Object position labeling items
════
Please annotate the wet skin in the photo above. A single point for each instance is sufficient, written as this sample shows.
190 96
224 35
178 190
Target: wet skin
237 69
════
Copy every line of the items above again, requests included. Shift each coordinate in the answers by -145, and leave the requests and their format samples unchanged.

Please annotate the wet skin in the photo above. A single point for each instance is sufficient, written as this sample shows.
190 96
224 35
178 190
Target: wet skin
92 -76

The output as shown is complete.